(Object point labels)
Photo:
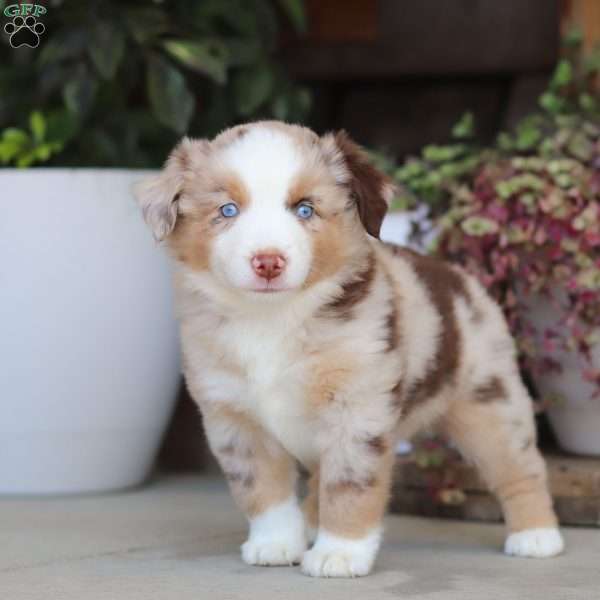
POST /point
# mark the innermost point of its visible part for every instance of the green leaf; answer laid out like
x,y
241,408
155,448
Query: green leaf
x,y
15,136
527,137
551,102
106,48
252,87
478,226
208,57
243,51
37,124
170,98
65,44
146,23
573,37
294,9
79,93
563,74
581,147
587,102
465,128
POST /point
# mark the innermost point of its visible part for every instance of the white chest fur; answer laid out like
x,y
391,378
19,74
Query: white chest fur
x,y
272,379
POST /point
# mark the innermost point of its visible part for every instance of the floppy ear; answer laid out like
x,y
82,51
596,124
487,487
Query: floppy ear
x,y
371,189
158,196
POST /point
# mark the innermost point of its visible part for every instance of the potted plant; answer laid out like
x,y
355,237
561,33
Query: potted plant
x,y
90,351
524,216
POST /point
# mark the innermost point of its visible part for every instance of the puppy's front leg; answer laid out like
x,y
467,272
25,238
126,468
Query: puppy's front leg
x,y
262,478
355,476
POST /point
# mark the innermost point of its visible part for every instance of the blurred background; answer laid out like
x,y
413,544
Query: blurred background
x,y
114,84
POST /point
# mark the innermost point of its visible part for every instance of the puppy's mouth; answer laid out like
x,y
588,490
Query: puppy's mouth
x,y
270,290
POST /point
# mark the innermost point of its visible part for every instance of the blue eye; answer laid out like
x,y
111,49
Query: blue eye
x,y
304,211
229,210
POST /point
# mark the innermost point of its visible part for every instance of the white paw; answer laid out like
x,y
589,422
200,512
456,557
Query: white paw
x,y
311,534
332,556
535,543
276,536
272,552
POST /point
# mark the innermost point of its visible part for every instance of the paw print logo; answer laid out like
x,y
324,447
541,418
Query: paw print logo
x,y
24,32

* _WHAT THIS TASK INVOLVES_
Write out again every line above exactly as given; the pictures do not belong in the copy.

* _TASK OUTPUT_
Photo:
POST /point
# mark the innermost point of its visible part for every instance of the green leaf; answer laid out like
x,y
241,408
155,448
Query: green leaf
x,y
15,136
527,137
551,102
106,48
252,87
478,226
208,57
243,51
37,124
170,98
65,44
146,23
573,37
294,9
79,93
563,74
581,147
587,102
465,128
POST /point
# mark the innermost point of its visible part for every instance of the white chest fur; answer laid out like
x,y
391,378
19,74
Query: white chest fur
x,y
272,379
POST /point
# mark the innermost point of its visible part for every instance of the floppy ear; answer laid out like
x,y
82,51
596,124
487,487
Query: floppy ear
x,y
371,189
158,196
POST /point
# mark the innermost point of its visible part for every instance of the potted plant; answer laid out like
x,y
355,237
561,33
Query: potted plant
x,y
90,351
524,216
POST /point
# mark the innermost point of its visible part for every instance of the puppy's front leg; answer laid out like
x,y
467,272
25,238
126,468
Query: puppy's front leg
x,y
262,478
355,476
POST /point
# mark the innermost point of its visible part for every instance of the blurred background; answer laid out like
x,y
413,544
Query: blurred background
x,y
114,84
POST /point
# mark the innermost point of its visible part for every instance of the puppy's mouth; answer laid out like
x,y
588,490
Query: puppy's mouth
x,y
270,290
POST /point
# mark the innermost point of its visible part for every instance of the blue eye; answer laid out like
x,y
111,49
Query: blue eye
x,y
304,211
229,210
POST /point
# mark the innermost point of its visible part for every instance of the white paw; answer laid out like
x,y
589,422
200,512
456,557
Query: white paw
x,y
311,534
332,556
535,543
276,536
272,552
POST /point
# mark the innermost point of its visible part for every instance of the paw print logo; answer laid out like
x,y
324,447
541,418
Query: paw print logo
x,y
24,32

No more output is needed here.